Aufgabe a:
Sammeln Sie bitte alle Zeilen der Datensätze, die die Zeichenfolge „railing“ enthalten, und geben Sie sie unverändert wieder. Groß- und Kleinschreibung zählt.

Lesetext:
◆ ◆ ◆ ◆
Wahlstatt/Legnickie Pole

1. Toponymie

Deutsche Bezeichnung

Wahlstatt

Amtliche Bezeichnung

poln. Legnickie Pole; 1945–1948 Dobre Pole

Etymologie

Der deutsche Name Wahlstatt beziehungsweise Walstatt ist eine mittelhochdeutsche Bezeichnung für Schlachtfeld und bezieht sich auf die 1241 ausgetragene Schlacht Heinrichs II. des Frommen (1196/1207–1241), Herzog von Schlesien und Seniorherzog von Polen, gegen die Mongolen.[1] Die polnische Bezeichnung des Ortes Dobre Pole (Gutes Feld) beruht auf der irrtümlichen Übersetzung des deutschen Namens Wolstat/Walstat. Legnickie Pole heißt Liegnitzer (Schlacht-)Feld.

2. Geographie

Lage

Wahlstatt liegt auf 51° 9′ nördlicher Breite, 16° 15′ östlicher Länge, ca. 10 km südöstlich von Liegnitz/Legnica.

Region

Niederschlesien

Staatliche und administrative Zugehörigkeit

Polen. Wahlstatt ist eine Gemeinde im Kreis Liegnitz (Powiat legnicki) in der Woiwodschaft Niederschlesien (Województwo dolnośląskie).

3. Geschichte und Kultur

Gebräuchliche Symbolik

Das Wappen der Gemeinde Wahlstatt wurde erst 1990 entworfen. Es zeigt im oberen Feld das Brustbild des niederschlesischen schwarzen Adlers auf goldenem Grund, im unteren Feld auf hellblauem Hintergrund ein silbernes Schwert mit einem ebenfalls silbernen Pfeil gekreuzt, dazwischen ein goldenes Kreuz. Das Schwert und das Kreuz symbolisieren das christliche, der Pfeil das mongolische Heer; sie beziehen sich auf die 1241 ausgetragene Schlacht.[2]

Mittelalter

Am 9. April 1241 fand vor Liegnitz die Schlacht zwischen den Truppen von Herzog Heinrich dem Frommen (Henryk Pobożny) und dem Heer der Goldenen Horde, das auf seinem Eroberungszug in Polen eingefallen war und anschließend weiter Richtung Böhmen und Ungarn marschierte, statt. Das von einigen Templern und Deutschordensrittern unterstützte, jedoch zahlenmäßig unterlegene polnische Heer erlitt eine Niederlage, der Herzog fiel. Heinrichs Mutter Herzogin Hedwig (1174–1243) und seine Witwe Anna von Böhmen (gest. 1265) stifteten auf dem Schlachtfeld (der Legende nach an jener Stelle, an der der kopflose Leichnam des Herzogs gefunden worden war) eine Propstei, die sie mit Benediktinern aus Opatowitz/Opatovice in Ostböhmen besetzten.
◆ ◆ ◆ ◆
Sammlungseinträge:

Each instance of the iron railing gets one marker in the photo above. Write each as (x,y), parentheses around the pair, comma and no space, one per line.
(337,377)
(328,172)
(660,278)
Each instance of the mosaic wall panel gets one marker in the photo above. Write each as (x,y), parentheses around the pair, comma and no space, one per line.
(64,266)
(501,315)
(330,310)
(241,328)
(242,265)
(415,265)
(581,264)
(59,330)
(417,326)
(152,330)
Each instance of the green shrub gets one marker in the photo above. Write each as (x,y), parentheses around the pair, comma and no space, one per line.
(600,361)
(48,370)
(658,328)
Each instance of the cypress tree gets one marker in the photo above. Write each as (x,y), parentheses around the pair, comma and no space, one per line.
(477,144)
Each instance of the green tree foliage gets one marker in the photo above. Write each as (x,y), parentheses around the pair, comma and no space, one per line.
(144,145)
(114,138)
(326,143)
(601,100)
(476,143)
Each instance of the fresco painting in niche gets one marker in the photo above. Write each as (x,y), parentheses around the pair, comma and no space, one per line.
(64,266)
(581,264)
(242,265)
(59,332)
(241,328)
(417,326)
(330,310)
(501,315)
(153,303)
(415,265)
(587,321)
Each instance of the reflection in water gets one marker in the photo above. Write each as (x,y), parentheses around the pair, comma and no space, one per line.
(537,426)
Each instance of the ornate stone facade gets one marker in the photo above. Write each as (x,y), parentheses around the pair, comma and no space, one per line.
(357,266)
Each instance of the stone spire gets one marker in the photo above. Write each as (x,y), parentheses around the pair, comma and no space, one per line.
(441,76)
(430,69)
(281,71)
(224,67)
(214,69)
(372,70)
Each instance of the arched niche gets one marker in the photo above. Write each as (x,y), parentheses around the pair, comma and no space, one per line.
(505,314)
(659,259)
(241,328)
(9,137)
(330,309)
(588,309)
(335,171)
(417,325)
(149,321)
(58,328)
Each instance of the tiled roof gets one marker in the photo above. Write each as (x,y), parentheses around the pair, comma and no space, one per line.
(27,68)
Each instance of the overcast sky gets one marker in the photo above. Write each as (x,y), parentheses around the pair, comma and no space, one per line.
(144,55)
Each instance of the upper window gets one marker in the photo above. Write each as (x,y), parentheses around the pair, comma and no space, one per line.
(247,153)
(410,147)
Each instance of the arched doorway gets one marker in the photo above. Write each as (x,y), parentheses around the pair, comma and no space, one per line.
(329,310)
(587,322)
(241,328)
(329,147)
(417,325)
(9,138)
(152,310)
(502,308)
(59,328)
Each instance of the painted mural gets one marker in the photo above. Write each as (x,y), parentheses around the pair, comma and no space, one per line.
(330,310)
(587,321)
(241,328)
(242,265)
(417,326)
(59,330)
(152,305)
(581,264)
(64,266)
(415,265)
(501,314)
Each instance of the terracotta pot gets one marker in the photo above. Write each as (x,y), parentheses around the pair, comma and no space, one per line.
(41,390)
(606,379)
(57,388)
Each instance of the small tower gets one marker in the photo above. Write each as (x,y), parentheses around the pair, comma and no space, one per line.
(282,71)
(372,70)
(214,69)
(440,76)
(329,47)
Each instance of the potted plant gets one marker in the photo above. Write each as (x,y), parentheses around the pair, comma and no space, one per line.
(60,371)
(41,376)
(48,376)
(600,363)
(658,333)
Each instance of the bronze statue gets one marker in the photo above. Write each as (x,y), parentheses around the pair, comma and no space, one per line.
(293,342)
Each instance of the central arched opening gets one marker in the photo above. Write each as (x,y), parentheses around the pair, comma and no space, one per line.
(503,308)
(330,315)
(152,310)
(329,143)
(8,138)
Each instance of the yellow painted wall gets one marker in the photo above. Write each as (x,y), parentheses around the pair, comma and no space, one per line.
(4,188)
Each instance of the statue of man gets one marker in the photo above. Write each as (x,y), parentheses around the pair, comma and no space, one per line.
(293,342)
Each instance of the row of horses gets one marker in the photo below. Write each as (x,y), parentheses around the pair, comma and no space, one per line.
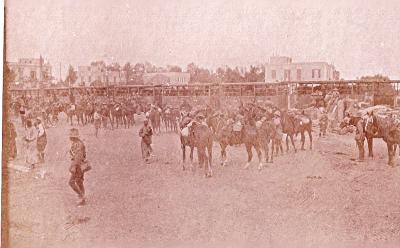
(380,128)
(259,132)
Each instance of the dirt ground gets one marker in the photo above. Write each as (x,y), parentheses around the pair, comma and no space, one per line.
(318,198)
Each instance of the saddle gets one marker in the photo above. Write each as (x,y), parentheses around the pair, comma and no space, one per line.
(237,126)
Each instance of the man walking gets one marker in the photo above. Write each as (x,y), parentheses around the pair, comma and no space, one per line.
(146,133)
(78,157)
(41,139)
(360,137)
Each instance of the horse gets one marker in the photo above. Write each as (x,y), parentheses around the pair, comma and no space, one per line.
(155,118)
(386,129)
(186,140)
(248,136)
(289,128)
(304,124)
(202,139)
(265,135)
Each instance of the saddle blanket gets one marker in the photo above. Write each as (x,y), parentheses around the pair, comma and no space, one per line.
(237,127)
(304,120)
(185,132)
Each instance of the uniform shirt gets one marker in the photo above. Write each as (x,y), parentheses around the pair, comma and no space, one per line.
(96,116)
(146,132)
(77,151)
(360,130)
(41,130)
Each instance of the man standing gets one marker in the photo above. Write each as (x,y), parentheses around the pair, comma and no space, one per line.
(97,121)
(323,122)
(41,139)
(78,157)
(11,143)
(146,133)
(360,137)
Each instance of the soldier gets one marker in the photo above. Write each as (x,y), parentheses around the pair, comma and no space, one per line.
(279,132)
(146,133)
(78,157)
(11,143)
(323,122)
(360,137)
(97,120)
(41,139)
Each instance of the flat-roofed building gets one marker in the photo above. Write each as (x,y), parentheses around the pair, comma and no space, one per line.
(282,69)
(166,78)
(31,70)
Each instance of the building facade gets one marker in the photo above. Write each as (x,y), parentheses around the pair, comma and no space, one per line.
(282,69)
(99,74)
(166,78)
(31,70)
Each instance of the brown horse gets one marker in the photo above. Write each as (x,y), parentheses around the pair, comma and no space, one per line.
(265,134)
(199,136)
(289,128)
(247,136)
(304,124)
(203,140)
(387,129)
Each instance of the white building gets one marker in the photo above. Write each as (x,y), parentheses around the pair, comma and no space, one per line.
(99,73)
(171,78)
(31,70)
(282,69)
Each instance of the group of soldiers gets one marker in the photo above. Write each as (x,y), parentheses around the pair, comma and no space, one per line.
(100,111)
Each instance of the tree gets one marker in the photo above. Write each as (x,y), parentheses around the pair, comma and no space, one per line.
(128,71)
(255,74)
(9,75)
(71,76)
(174,68)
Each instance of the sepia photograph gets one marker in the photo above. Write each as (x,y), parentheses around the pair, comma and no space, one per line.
(201,123)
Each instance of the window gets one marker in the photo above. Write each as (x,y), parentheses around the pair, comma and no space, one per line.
(33,75)
(298,75)
(286,75)
(316,73)
(273,74)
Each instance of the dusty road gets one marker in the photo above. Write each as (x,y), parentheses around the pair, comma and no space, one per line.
(317,198)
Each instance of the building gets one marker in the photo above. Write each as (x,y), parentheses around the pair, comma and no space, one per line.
(282,69)
(169,78)
(31,70)
(99,74)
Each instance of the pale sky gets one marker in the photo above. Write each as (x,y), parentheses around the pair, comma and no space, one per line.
(359,37)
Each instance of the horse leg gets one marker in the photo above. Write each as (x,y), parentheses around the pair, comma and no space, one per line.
(303,139)
(370,146)
(191,154)
(272,149)
(249,155)
(183,155)
(294,146)
(223,154)
(259,154)
(287,142)
(209,151)
(390,154)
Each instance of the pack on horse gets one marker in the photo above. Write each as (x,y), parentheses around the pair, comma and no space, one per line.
(289,128)
(235,133)
(303,124)
(198,135)
(155,119)
(388,130)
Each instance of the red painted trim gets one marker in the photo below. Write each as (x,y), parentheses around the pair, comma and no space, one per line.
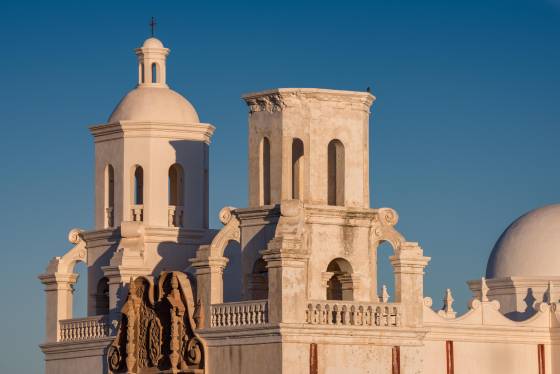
(313,367)
(540,350)
(450,364)
(396,360)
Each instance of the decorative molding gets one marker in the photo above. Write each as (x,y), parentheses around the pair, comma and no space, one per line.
(133,129)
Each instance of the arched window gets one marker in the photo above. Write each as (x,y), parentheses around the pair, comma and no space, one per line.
(138,197)
(109,195)
(265,171)
(175,192)
(297,168)
(335,173)
(258,281)
(385,274)
(340,284)
(102,297)
(176,185)
(154,73)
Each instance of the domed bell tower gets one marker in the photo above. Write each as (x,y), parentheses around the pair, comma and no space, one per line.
(151,181)
(152,157)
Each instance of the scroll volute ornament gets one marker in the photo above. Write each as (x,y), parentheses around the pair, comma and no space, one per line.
(156,332)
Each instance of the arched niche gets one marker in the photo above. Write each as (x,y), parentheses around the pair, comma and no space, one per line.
(339,285)
(336,173)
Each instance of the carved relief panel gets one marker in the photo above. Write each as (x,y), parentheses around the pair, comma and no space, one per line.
(156,332)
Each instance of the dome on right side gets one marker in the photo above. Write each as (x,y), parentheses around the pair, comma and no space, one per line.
(529,247)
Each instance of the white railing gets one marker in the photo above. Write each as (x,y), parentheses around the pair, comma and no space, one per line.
(137,213)
(349,313)
(84,328)
(245,313)
(175,216)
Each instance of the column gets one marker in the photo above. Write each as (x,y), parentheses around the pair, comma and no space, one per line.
(408,266)
(209,282)
(58,292)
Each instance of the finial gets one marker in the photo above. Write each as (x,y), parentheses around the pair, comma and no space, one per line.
(384,294)
(447,310)
(153,24)
(483,290)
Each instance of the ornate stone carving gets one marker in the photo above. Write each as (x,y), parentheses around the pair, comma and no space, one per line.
(447,309)
(156,331)
(382,229)
(229,232)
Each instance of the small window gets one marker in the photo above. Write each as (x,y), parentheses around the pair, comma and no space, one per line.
(265,171)
(335,173)
(176,185)
(297,169)
(109,195)
(102,297)
(340,285)
(154,73)
(258,284)
(138,197)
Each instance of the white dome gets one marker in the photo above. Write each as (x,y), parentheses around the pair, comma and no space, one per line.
(529,247)
(152,43)
(154,104)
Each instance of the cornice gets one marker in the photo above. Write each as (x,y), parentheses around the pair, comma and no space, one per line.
(135,129)
(277,100)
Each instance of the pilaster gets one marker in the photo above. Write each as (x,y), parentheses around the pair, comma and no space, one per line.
(408,266)
(58,290)
(209,280)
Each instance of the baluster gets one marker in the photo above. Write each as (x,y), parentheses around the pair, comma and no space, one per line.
(336,313)
(387,316)
(360,319)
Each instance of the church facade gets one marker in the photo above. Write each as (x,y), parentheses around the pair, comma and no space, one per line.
(289,284)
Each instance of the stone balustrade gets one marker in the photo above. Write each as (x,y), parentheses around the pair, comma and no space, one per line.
(349,313)
(137,213)
(87,328)
(245,313)
(175,216)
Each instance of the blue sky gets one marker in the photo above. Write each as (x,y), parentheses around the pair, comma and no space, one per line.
(464,132)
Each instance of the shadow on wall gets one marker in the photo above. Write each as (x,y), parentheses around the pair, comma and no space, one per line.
(385,273)
(232,272)
(529,308)
(95,273)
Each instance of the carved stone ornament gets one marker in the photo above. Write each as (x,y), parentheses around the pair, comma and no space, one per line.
(156,331)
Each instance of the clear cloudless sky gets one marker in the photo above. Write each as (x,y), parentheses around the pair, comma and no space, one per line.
(464,133)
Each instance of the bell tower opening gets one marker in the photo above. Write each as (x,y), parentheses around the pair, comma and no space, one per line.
(265,171)
(297,169)
(336,173)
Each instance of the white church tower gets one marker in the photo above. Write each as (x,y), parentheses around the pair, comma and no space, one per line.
(151,198)
(152,127)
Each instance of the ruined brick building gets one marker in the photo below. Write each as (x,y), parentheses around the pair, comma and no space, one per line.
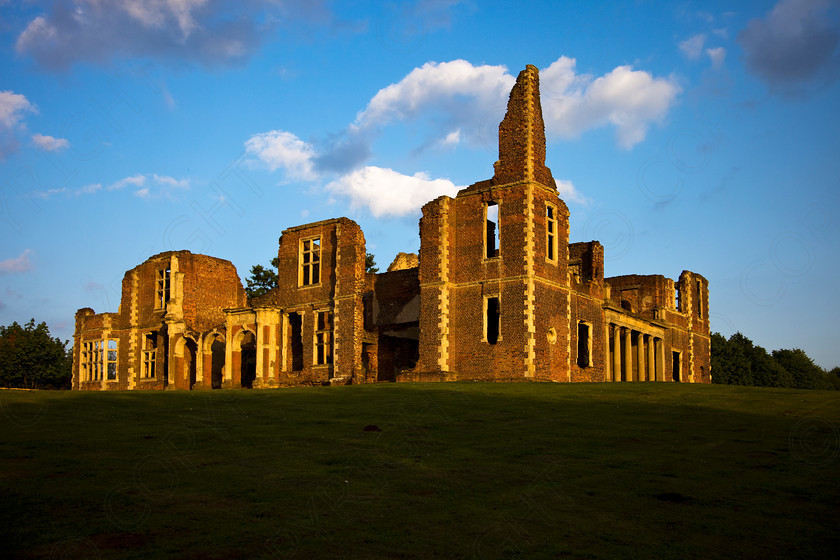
(497,293)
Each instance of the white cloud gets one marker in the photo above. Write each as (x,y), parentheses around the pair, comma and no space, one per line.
(135,181)
(718,56)
(693,46)
(89,189)
(451,139)
(171,182)
(463,95)
(568,192)
(386,192)
(211,33)
(461,92)
(49,143)
(796,42)
(280,149)
(12,108)
(625,98)
(49,193)
(16,265)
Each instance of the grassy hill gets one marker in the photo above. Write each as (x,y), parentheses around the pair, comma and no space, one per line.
(638,470)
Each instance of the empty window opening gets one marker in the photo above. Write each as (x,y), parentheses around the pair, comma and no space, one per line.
(492,320)
(574,272)
(162,287)
(296,341)
(248,361)
(699,299)
(149,354)
(111,360)
(551,233)
(190,352)
(584,345)
(217,363)
(323,338)
(310,261)
(93,360)
(491,228)
(676,366)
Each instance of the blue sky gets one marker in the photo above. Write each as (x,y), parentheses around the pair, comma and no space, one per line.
(683,135)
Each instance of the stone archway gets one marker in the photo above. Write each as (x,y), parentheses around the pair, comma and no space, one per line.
(215,347)
(190,362)
(248,360)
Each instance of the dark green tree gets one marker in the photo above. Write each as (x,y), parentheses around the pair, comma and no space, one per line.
(262,280)
(370,264)
(731,360)
(805,373)
(31,359)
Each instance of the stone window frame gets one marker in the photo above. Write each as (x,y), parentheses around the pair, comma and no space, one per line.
(485,311)
(699,299)
(497,237)
(551,237)
(149,355)
(111,350)
(91,360)
(322,340)
(306,270)
(589,361)
(676,354)
(163,285)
◆ ◆ ◆ ◆
Aufgabe b:
Beantworten Sie anhand des Texts über Wahlstatt diese Fragen:
(i) Was bezeichnet der mittelhochdeutsche Name Wahlstatt?
(ii) In welchem Jahr wurde das Wappen der Gemeinde entworfen?
(iii) Wie weit und in welcher Richtung liegt Wahlstatt von Liegnitz entfernt?

Antwort a:
Each instance of the iron railing gets one marker in the photo above. Write each as (x,y), parentheses around the pair, comma and no space, one per line.
Each instance of the white railing gets one marker in the photo above. Write each as (x,y), parentheses around the pair, comma and no space, one per line.

Antwort b:
(i) Ein Schlachtfeld.
(ii) 1990.
(iii) Ca. 10 km südöstlich.